On connaît le goût d’Almodovar pour le baroque et le mélo. Quand le mélange est plutôt réussi ça donne Talons aiguilles, film culte – mais déjà un peu pesant quand même par moments –, et quand la magie n’opère plus, ça donne Tout sur ma mère et là ça devient carrément lourd. Reste que, le public suivant malgré tout, le cinéaste n’avait aucune nécessité de changer de registre. Il le fait pourtant, en abordant quelque chose qu’il n’avait jamais pratiqué en plus de vingt ans de carrière : la sobriété. Et là c’est une vraie bonne idée.

Bien sûr, considérée froidement (et, peut-être, avec une certaine dose de mauvaise foi moralisatrice), l’histoire du film, bâtie à partir de faits divers piochés dans les journaux, n’est jamais que celle, assez sordide, d’un simple d’esprit qui perd sa virginité à trente ans passés en violant une comateuse. Comme quoi l’ex-enfant terrible de la movida madrilène qu’est Pedro Almodovar n’a pas renoncé à mettre son grain de sel là où ça dérange. Mais c’est compter sans la tendresse communicative du réalisateur envers ses personnages, ainsi que sur son refus, cette fois, du sentimentalisme et du lacrymal comme du grand guignol et des crises d’hystérie. Et c’est avec une sorte de sérénité, d’autant plus poignante, sans pourtant être (ni se vouloir) jamais désespérante, qu’Almodovar nous entraîne à travers son ballet mélancolique où il est question de la vie, de la tauromachie, de l’art qui permet de transcender la condition humaine, de la communication et des conséquences de son absence, de la ronde des amours qui survit à la mort, et du cerveau des femmes qui " est un mystère… et encore plus dans cet état-là. "

Questions d'étude:
1) Citez le passage de la critique du film d'Almodovar qui s'ouvre sur les mots contenant « On connaît le » et se clôt sur « vraie bonne idée. ».
2) Dans la critique du film d'Almodovar, reformulez plus brièvement le paragraphe commençant par « On connaît le goût d’Almodovar », en conservant ses informations principales.
La liste qui suit n'intervient en rien dans ce travail.

Données ci-dessous:
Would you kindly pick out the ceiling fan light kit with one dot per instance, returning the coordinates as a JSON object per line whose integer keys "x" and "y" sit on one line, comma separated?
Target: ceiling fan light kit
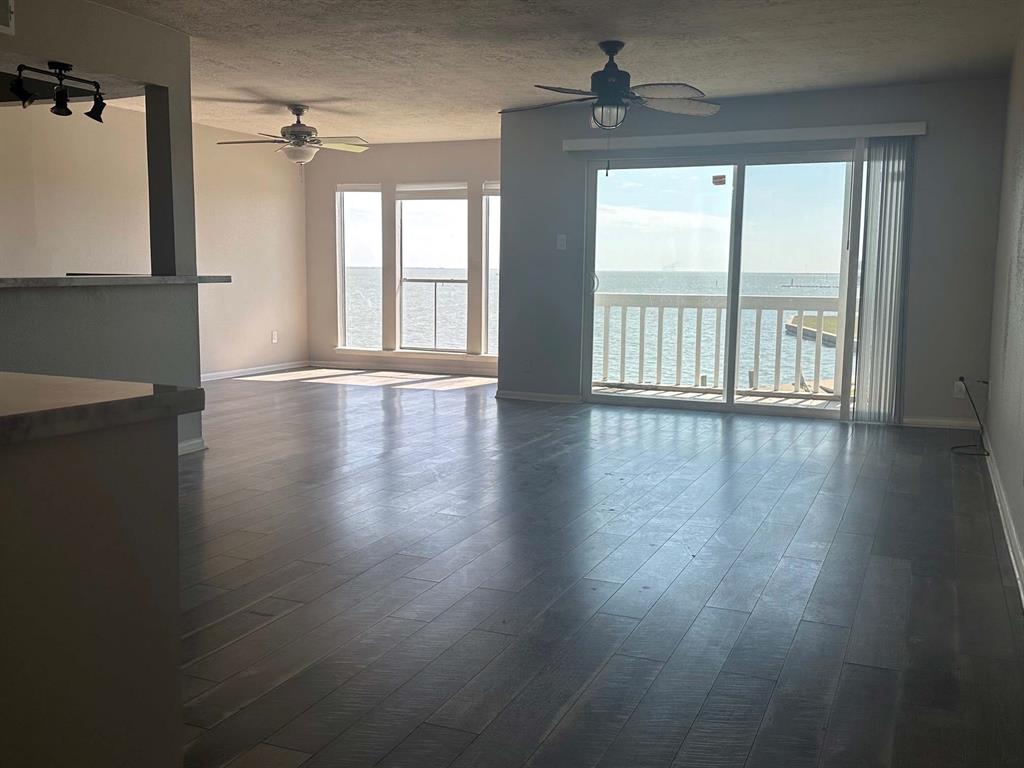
{"x": 612, "y": 95}
{"x": 300, "y": 142}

Corrigé des exercices:
1)
On connaît le goût d’Almodovar pour le baroque et le mélo. Quand le mélange est plutôt réussi ça donne Talons aiguilles, film culte – mais déjà un peu pesant quand même par moments –, et quand la magie n’opère plus, ça donne Tout sur ma mère et là ça devient carrément lourd. Reste que, le public suivant malgré tout, le cinéaste n’avait aucune nécessité de changer de registre. Il le fait pourtant, en abordant quelque chose qu’il n’avait jamais pratiqué en plus de vingt ans de carrière : la sobriété. Et là c’est une vraie bonne idée.

2) Almodovar aime le baroque et le mélo. Le mélange réussit dans Talons aiguilles, film culte parfois pesant, mais devient lourd dans Tout sur ma mère. Bien que le public le suive toujours, le cinéaste change de registre et s'essaie pour la première fois en plus de vingt ans de carrière à la sobriété, ce qui est une vraie bonne idée.